Textauszug:
──────
Vielen Dank Harald für die Hinweise zum Tg als Tumormarker und dem Zeitfenster zur Komplettierung. Ich habe wegen letzterem heute auch nochmal mit dem Chirurgen telefoniert. Zwar wäre eine Komplettierung ohnehin nicht in wenigen Tagen terminierbar, doch er scheint da recht entspannt. Er habe sich wohl bei der erst OP rein in die eine (damals verdächtige) Richtung der SD „vorgearbeitet“ ohne die Gegenseite weiter freizulegen. Er habe daher keine Bedenke auch ggf. früher als die drei Monate nachzuoperieren, da er nicht in verwachsenem Gebiet operiere. Klingt für mich mit der Begründung recht plausibel.
Vielen Dank auch Dir Mathilda für die Hinweise. Bezüglich der Nachsorge wurde leider noch nichts Nähers mit mit besprochen. Ich habe einen Termin in der Nuklearmedizin bekommen, der aber noch zwei Monate in der Zukunft liegt. Dort will man wohl auch die Lymphknoten näher untersuchen (Sono) und die genaue Nachsorge besprechen. Insgesamt empfinde ich dieses Informationsdefizit in der Wartezeit bis zum Termin in der Nuklearmedizin als echt nervenaufreibend…
Eine Zweitmeinung habe ich auch bereits überlegt. Wie wäre das konkrete Vorgehen da? Brauch man eine zweite Überweisung bzw. übernehmen die Kassen die Kosten überhaupt?
──────
Datenteil:
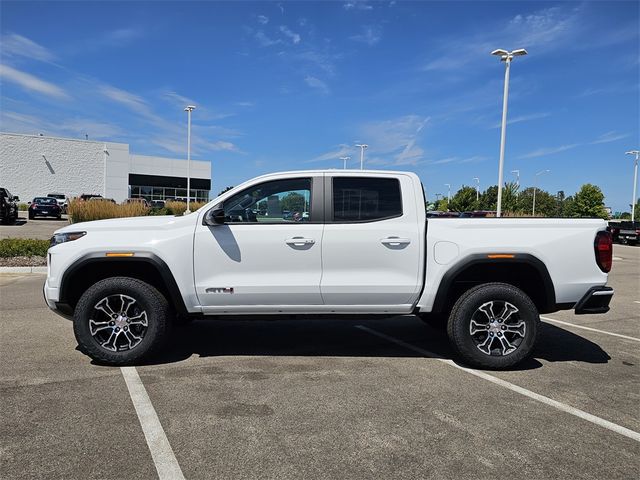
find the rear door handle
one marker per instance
(299, 241)
(395, 241)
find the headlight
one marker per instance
(59, 238)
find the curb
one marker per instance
(40, 270)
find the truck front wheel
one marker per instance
──────
Arbeitsauftrag:
Beantworte die Fragen mithilfe des Textauszugs.
1. Mit wem hat die schreibende Person heute telefoniert?
2. Wie weit in der Zukunft liegt der Termin in der Nuklearmedizin?
3. Was hat die schreibende Person bereits überlegt?

Deine Lösung:
1. Mit dem Chirurgen.
2. Zwei Monate.
3. Eine Zweitmeinung.